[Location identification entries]
____
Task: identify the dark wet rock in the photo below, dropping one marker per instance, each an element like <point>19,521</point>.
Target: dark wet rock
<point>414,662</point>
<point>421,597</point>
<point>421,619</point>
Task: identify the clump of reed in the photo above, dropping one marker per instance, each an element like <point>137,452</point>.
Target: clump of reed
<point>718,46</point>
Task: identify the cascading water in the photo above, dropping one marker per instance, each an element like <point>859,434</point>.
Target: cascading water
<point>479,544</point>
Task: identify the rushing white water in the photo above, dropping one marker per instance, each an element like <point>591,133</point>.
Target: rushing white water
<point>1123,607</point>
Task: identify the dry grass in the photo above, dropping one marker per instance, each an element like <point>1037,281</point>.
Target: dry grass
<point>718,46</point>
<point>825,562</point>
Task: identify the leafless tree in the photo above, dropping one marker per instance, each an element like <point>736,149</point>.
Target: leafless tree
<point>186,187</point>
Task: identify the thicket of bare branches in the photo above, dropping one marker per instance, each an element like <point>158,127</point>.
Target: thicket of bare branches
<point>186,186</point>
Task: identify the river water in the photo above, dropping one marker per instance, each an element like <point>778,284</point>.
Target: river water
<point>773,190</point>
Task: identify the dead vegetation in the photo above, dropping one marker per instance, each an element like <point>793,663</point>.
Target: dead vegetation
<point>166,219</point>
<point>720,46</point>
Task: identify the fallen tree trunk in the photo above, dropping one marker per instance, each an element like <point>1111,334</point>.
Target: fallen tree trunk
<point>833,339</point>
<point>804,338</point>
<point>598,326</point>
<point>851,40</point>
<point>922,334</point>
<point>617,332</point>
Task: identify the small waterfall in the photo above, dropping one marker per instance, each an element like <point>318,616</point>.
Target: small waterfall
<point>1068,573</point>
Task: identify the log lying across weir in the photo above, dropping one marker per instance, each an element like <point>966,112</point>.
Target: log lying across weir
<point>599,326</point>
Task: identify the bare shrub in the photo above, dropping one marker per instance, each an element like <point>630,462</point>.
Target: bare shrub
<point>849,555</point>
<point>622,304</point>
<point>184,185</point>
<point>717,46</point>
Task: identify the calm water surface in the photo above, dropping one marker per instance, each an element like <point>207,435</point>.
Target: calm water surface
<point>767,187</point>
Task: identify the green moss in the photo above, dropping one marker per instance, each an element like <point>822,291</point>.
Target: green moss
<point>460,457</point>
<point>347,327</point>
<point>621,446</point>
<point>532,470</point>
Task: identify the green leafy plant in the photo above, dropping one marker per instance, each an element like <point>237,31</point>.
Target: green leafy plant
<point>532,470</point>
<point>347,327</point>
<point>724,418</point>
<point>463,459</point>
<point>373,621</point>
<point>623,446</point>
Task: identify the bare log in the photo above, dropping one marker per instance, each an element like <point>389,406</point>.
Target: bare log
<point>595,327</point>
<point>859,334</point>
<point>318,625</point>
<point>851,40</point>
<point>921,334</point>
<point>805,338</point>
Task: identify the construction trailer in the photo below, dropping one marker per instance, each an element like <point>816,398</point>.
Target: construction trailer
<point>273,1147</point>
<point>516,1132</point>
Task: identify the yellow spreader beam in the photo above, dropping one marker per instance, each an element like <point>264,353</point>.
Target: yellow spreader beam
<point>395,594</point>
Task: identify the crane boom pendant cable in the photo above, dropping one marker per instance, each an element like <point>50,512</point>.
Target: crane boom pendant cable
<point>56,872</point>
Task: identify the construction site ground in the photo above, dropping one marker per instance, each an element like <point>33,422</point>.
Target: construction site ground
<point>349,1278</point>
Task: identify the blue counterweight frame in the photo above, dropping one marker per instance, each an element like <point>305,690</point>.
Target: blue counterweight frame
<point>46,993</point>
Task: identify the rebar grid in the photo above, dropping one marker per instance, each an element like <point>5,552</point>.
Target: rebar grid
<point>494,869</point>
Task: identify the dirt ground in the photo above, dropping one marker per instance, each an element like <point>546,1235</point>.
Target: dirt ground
____
▸ **Problem to solve**
Nothing should be left out: repeat all of the data exactly.

▸ **Exercise result**
Task: identify the dark wet rock in the photo below, dropping one marker per instance, each an element like <point>19,521</point>.
Target: dark wet rock
<point>414,662</point>
<point>421,597</point>
<point>421,619</point>
Task: identify the clump of reed in the photo above, dropping one marker per instance, each an element like <point>137,452</point>.
Target: clump of reed
<point>718,46</point>
Task: identify the cascading water in the photo above, dropping one marker per instance, each an element like <point>859,434</point>.
Target: cascading water
<point>479,544</point>
Task: identify the rushing white water in the photo above, dropping one marker per instance, each an element like <point>591,133</point>.
Target: rushing white water
<point>1123,607</point>
Task: identify the dry grass in the photo above, dropping one marker per instance, each an element like <point>1037,281</point>.
Target: dry grass
<point>718,46</point>
<point>825,562</point>
Task: identify the leafless tree in the photo above, dropping one marker per instance, each an element like <point>736,149</point>.
Target: leafless tree
<point>186,187</point>
Task: identify the thicket of bare branches in the photo above, dropping one marker per instance, each an element like <point>158,127</point>.
Target: thicket of bare branches
<point>186,186</point>
Task: identify the river water in the photo above, dropping one marker per instance, each an element like <point>778,284</point>.
Target: river water
<point>773,190</point>
Task: identify the dead vegetation in the photo above, dropping one marker per instance, each an element like <point>793,663</point>.
Target: dead vegetation
<point>166,219</point>
<point>720,46</point>
Task: identify the fallen tree trunk in the photo above, dropping one marker per instance, each an element like <point>1111,334</point>.
Target: fallen tree trunk
<point>833,339</point>
<point>804,338</point>
<point>598,326</point>
<point>851,40</point>
<point>922,334</point>
<point>617,332</point>
Task: identify the small waterfall in the photo above, dropping one marker per instance, each an element like <point>318,616</point>.
Target: small waterfall
<point>1068,573</point>
Task: identify the log lying across weir in the photo above, dropping one marker per instance, each an element like <point>966,112</point>.
Target: log lying across weir
<point>599,326</point>
Task: identify the bare shrub in the photo above, dropping one marker per instance, each an element like <point>630,462</point>.
Target: bare shrub
<point>849,555</point>
<point>622,304</point>
<point>184,185</point>
<point>717,46</point>
Task: identify the calm water surface in the photo above, dropping one marker per instance, each an element like <point>207,435</point>.
Target: calm water surface
<point>767,187</point>
Task: identify the green moss in the photo above, dropping one marker per instance, each an element like <point>822,291</point>.
Target: green moss
<point>460,457</point>
<point>347,327</point>
<point>621,446</point>
<point>532,470</point>
Task: identify the green leafy plant in the photo above, dropping one marker per instance, each an element like <point>237,31</point>.
Target: green leafy plant
<point>532,470</point>
<point>347,327</point>
<point>724,418</point>
<point>463,459</point>
<point>373,621</point>
<point>623,446</point>
Task: identify the bare log in the photo above, dropping one marker per instance, each an element like <point>389,406</point>.
Target: bare log
<point>595,327</point>
<point>859,334</point>
<point>318,625</point>
<point>851,40</point>
<point>921,334</point>
<point>805,338</point>
Task: identify the construction trailer in the photo below, dropping one marker per instance, each an element like <point>816,398</point>.
Target: construction trailer
<point>273,1147</point>
<point>516,1132</point>
Task: identify the yellow spreader beam in the photo above, dropping one marker per instance, each an element like <point>264,353</point>.
Target: yellow spreader beam
<point>395,594</point>
Task: identify the crane boom pendant cable in the photo above, dropping one marker per instance, each an element like <point>50,512</point>.
Target: crane boom pendant cable
<point>56,872</point>
Task: identify the construction site ground in the photo above, dropping one marker per instance, each an element like <point>33,422</point>.
Target: construction site ground
<point>349,1278</point>
Task: identify the blue counterweight frame in the photo above, dropping one marker per instance, each an element like <point>305,690</point>.
Target: blue counterweight frame
<point>46,993</point>
Task: identify the rebar grid in the photo above, dropping one marker per instance, each an element like <point>5,552</point>.
Target: rebar grid
<point>494,869</point>
Task: identify the dirt ground in the photo above, dropping one marker per instance, each an element like <point>546,1235</point>.
Target: dirt ground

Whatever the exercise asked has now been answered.